Which lines in the rows below contain the word "track"? Report each of them in full.

● Source material:

***

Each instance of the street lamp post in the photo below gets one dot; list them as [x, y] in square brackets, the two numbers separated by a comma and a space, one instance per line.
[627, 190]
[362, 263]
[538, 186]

***

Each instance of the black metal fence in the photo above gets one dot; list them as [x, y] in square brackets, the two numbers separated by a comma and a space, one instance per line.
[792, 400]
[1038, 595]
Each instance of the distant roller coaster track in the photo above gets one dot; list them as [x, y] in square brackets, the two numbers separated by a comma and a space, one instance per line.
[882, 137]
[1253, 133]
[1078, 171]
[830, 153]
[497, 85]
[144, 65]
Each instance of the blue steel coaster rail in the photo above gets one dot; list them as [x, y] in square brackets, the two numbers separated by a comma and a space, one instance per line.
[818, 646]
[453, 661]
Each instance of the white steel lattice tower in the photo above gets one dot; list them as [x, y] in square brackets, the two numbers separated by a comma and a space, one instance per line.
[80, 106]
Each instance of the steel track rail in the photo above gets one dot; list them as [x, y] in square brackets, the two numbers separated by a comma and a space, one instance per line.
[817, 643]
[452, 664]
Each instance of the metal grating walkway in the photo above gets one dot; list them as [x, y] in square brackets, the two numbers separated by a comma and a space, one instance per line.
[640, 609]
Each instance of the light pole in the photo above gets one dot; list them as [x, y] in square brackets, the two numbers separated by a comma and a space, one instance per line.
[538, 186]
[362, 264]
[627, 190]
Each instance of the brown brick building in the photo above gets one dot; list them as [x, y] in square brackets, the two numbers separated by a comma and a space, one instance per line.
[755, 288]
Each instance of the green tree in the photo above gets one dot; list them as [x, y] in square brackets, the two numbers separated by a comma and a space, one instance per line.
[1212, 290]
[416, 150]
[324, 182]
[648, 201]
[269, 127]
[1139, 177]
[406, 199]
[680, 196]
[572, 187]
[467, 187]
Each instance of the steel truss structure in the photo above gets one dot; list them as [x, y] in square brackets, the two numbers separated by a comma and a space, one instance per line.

***

● The output:
Each instance of the distant roller coaster track in the photo above gets one dot; list them as [x, y] in square brackets, the two numbers separated by a comma and a space, one instance per line.
Each instance of the steel track rail in the photo above gets one dot; list them as [x, y] in square brackets, the two numbers separated by a comma and a space, one instance per line.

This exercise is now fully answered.